# [Written exercise]
With the images removed, repeat the data below exactly.
::::::
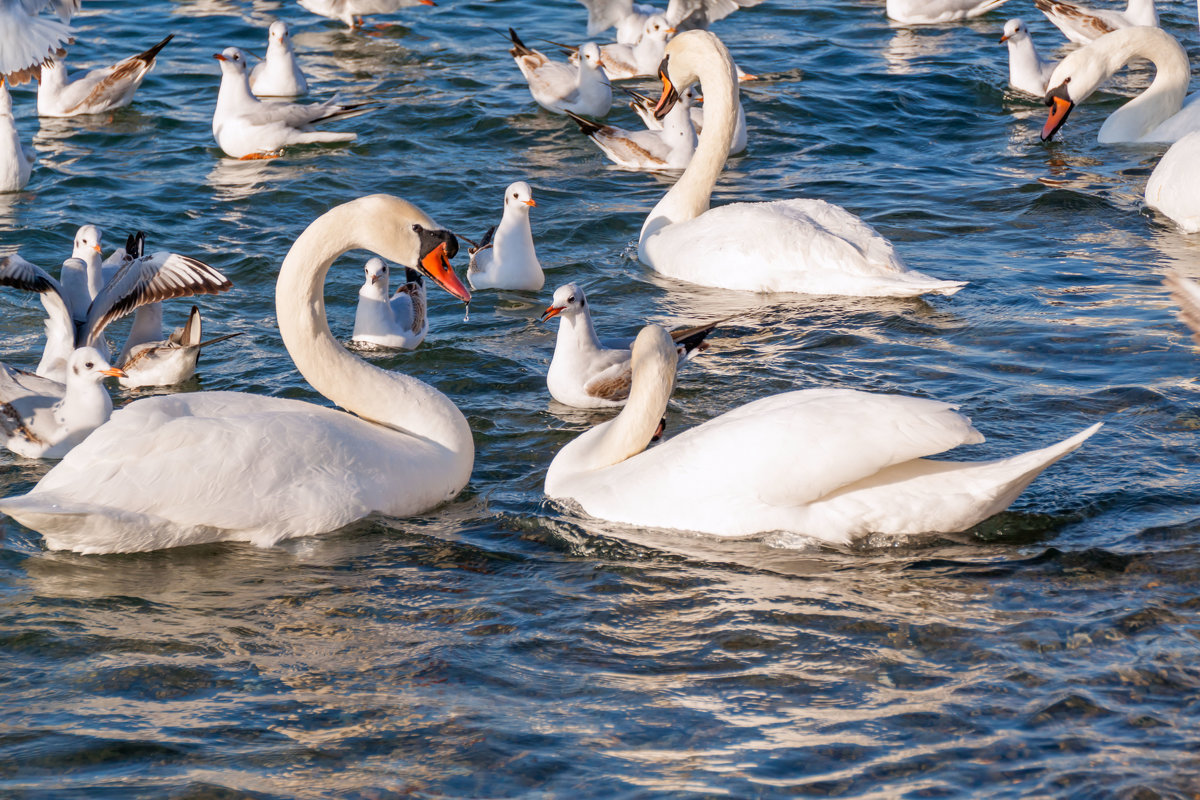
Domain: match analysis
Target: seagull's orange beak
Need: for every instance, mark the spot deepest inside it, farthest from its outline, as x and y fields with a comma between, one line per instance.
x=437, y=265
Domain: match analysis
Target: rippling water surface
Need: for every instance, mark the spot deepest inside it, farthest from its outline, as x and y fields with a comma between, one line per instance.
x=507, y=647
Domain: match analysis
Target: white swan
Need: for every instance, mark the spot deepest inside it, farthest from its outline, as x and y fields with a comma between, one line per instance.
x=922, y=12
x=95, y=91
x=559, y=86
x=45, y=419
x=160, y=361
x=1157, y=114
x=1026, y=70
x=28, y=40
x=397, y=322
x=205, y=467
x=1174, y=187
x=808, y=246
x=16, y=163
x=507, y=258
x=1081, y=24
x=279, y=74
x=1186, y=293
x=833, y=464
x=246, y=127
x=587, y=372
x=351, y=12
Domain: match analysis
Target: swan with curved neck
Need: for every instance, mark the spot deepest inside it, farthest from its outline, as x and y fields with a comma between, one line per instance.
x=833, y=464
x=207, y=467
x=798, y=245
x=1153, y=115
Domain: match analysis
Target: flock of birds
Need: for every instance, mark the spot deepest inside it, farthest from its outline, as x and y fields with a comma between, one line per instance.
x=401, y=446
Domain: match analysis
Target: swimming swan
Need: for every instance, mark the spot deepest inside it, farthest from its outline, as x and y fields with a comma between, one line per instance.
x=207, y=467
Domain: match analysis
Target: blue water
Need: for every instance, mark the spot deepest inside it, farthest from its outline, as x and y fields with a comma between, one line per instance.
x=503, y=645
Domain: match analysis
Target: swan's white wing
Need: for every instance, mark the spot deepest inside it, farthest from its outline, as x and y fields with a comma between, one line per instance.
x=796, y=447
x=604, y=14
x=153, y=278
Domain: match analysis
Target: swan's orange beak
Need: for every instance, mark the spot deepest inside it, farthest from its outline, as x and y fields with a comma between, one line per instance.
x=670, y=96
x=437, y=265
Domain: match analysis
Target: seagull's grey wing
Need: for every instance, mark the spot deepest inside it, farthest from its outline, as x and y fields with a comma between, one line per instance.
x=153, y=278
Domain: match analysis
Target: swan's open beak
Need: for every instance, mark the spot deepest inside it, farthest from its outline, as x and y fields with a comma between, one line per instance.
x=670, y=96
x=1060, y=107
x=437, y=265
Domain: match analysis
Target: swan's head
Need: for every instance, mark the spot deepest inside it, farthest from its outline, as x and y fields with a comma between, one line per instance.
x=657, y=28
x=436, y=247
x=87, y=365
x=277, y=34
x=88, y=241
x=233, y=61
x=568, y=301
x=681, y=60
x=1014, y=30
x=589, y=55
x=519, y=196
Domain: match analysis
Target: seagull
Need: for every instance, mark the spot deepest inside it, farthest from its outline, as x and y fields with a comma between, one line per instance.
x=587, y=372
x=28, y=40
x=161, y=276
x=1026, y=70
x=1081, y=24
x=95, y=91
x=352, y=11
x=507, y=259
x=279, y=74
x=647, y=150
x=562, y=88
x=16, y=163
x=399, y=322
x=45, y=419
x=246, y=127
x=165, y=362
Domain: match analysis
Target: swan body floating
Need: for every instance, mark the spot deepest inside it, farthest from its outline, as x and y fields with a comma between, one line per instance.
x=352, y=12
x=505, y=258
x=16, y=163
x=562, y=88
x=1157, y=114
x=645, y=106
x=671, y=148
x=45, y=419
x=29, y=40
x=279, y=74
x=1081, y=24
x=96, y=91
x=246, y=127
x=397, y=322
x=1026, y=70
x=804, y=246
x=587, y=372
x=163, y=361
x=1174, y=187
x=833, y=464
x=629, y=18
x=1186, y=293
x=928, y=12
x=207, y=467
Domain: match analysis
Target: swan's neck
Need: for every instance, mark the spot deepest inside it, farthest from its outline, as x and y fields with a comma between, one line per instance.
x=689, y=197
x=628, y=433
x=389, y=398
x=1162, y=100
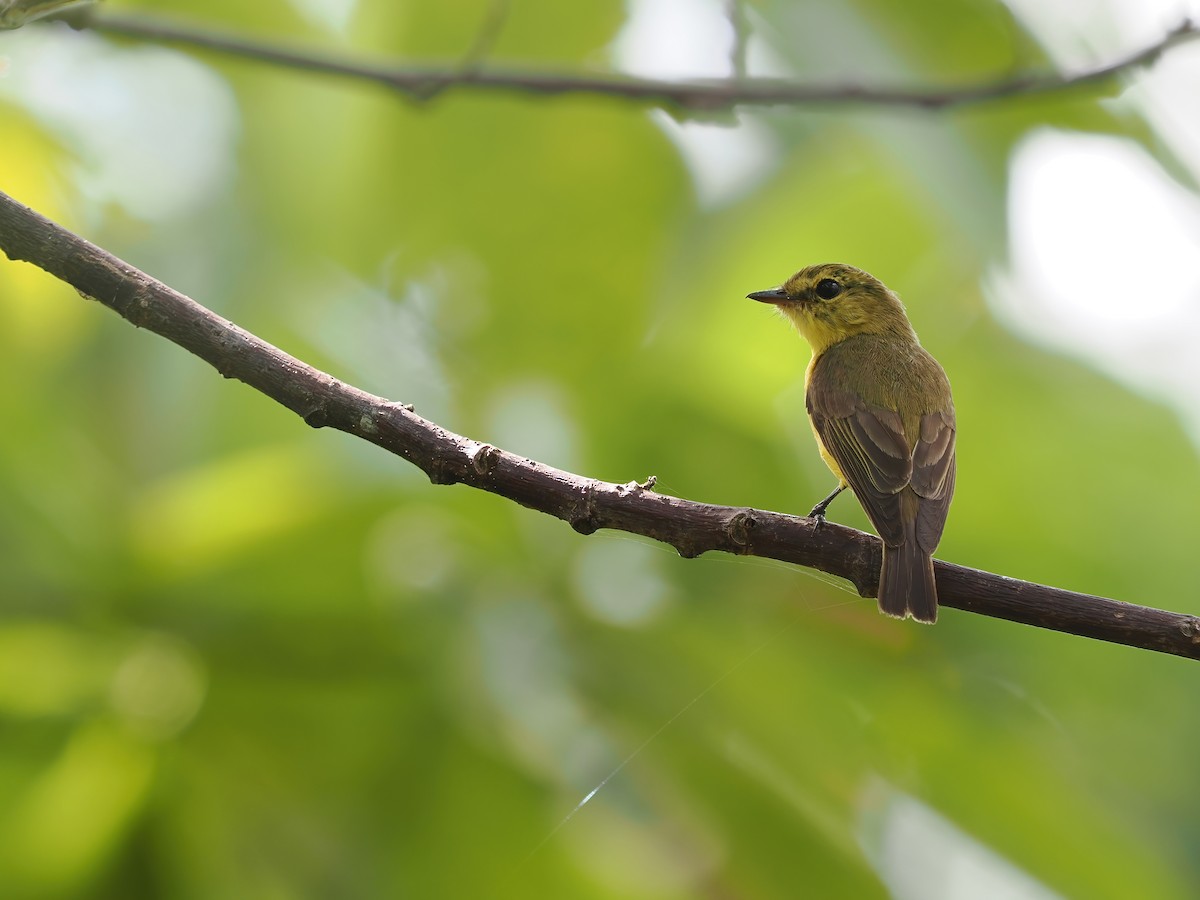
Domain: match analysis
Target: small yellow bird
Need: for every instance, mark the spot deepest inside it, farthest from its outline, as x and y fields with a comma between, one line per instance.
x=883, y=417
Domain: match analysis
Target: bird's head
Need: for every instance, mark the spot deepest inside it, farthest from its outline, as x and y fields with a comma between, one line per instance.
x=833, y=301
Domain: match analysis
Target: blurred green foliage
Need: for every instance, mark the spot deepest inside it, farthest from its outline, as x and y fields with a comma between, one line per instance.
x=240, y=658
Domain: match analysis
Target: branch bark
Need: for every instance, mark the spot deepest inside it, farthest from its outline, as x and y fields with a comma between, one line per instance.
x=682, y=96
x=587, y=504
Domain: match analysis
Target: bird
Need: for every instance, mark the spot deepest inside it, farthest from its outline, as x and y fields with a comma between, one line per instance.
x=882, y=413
::::::
# [Correct answer]
Domain: match analysis
Target: seagull's orange beak
Need: for every instance, mark the spot deepest inside it, farthest from its outline, as x and y fields with a comma between, one line per instance.
x=437, y=265
Domain: match analysis
Target: rippling water surface
Need: for every instance, mark the spot deepest inside it, farthest from its outline, as x and y fields with a comma between, one line per instance.
x=507, y=647
Domain: match analysis
Target: white swan
Need: for every instance, mark the spot deepest inside it, farthest from its outline, as x and y fields with a comma between, one line per instance.
x=922, y=12
x=95, y=91
x=559, y=86
x=45, y=419
x=160, y=361
x=1157, y=114
x=1026, y=70
x=28, y=40
x=397, y=322
x=205, y=467
x=1174, y=187
x=808, y=246
x=16, y=163
x=507, y=258
x=1081, y=24
x=279, y=74
x=1186, y=293
x=833, y=464
x=246, y=127
x=587, y=372
x=351, y=12
Domain: match analysis
Target: swan with curved neck
Need: for every instance, mark the spot deepest inside it, farthest from its outline, as x and y fields with a comma between, one line per instance.
x=833, y=464
x=207, y=467
x=798, y=245
x=1153, y=115
Domain: match analysis
Target: flock of birds
Need: for every instance, mark the spot deepest inside it, farthest from its outline, as x and y fields with a comma between, one line per instance.
x=401, y=446
Domain: match analysis
Target: swimming swan
Need: for every instance, mark the spot deepest inside it, farthest from its outline, as x and y fields with a comma between, one line per instance.
x=207, y=467
Domain: match analysis
Target: blue water
Need: for every instance, mark the spot deepest inside it, farthest from its outline, as x and y fields with a comma between, one line per instance.
x=503, y=645
Domain: match analysis
Target: swan's white wing
Need: for every instance, mark the spot deepest inside it, farthest from its outline, as x and y fields with a comma between, one line per instance.
x=796, y=447
x=604, y=14
x=153, y=278
Domain: match analysis
Target: swan's orange beak
Need: for every instance, mark the spot deepest inside it, farthest from its outline, as x and y fields with a comma between, one line per instance.
x=670, y=96
x=437, y=265
Domain: match analysis
Target: seagull's grey wing
Need: for every instance, mark the spot deepest inside it, farthest from its outline, as x and y fields with a comma between, one line per instance.
x=153, y=278
Domain: match analysis
Target: swan's open beak
Need: for every instance, mark the spot deepest inside it, farthest from its outline, as x and y fields with a comma between, one line per instance.
x=670, y=96
x=1060, y=107
x=437, y=265
Domain: match analysis
Target: swan's head
Need: for every instance, mark the spot deepest inside it, farthest from its outline, as x and y fields with a comma between, one line per instance.
x=657, y=28
x=436, y=247
x=87, y=365
x=277, y=34
x=88, y=241
x=233, y=61
x=568, y=301
x=681, y=60
x=1014, y=30
x=589, y=55
x=519, y=196
Domain: match analysis
Target: seagull
Need: for every instance, mark the spot deepest inside it, farthest from its outline, as x and y fields with a comma between, one line per instance.
x=587, y=372
x=28, y=40
x=161, y=276
x=1026, y=70
x=1081, y=24
x=95, y=91
x=352, y=11
x=507, y=259
x=279, y=74
x=647, y=150
x=562, y=88
x=16, y=163
x=399, y=322
x=45, y=419
x=246, y=127
x=165, y=362
Domain: match analysis
Target: swan body floating
Need: for every instance, mark the spot deepest inside it, farthest from its outline, as x and y fields with a comma between, one line per instance.
x=352, y=12
x=505, y=258
x=16, y=163
x=562, y=88
x=1157, y=114
x=645, y=106
x=671, y=148
x=45, y=419
x=29, y=40
x=279, y=74
x=1081, y=24
x=96, y=91
x=246, y=127
x=397, y=322
x=1026, y=70
x=804, y=246
x=587, y=372
x=163, y=361
x=1174, y=187
x=833, y=464
x=629, y=18
x=1186, y=293
x=928, y=12
x=207, y=467
Domain: match analysis
Target: swan's neck
Need: for every instance, mark the spot deepest inside it, farthest from its outline, as x and y fields with a comma between, one line per instance.
x=689, y=197
x=628, y=433
x=389, y=398
x=1162, y=100
Domain: match analysis
Target: small yellow bird
Need: for every instance, mark the spot deepest inside it, farthest from its outline, as x and y fields with a comma between, one line per instance.
x=883, y=417
Domain: match analysis
Target: bird's head
Need: for every instance, mark the spot deepest inside it, farthest from its outline, as x and y fields with a comma between, one line per instance.
x=833, y=301
Domain: match analysis
Target: blurred green foliage
Need: for every instance, mark the spot deepest inside it, farthest from its outline, as x and y fields with a comma between, one line per instance.
x=240, y=658
Domain: match analysis
Target: branch bark
Need: for every instance, mark the spot deepest inside it, farthest from its outline, as x and y fields with a comma between, one line per instance.
x=682, y=96
x=587, y=504
Domain: match analysis
Target: bird
Need: for every instance, mark the spot deepest inside it, farthest from its outline, as x and y fields with a comma between, one line per instance.
x=882, y=413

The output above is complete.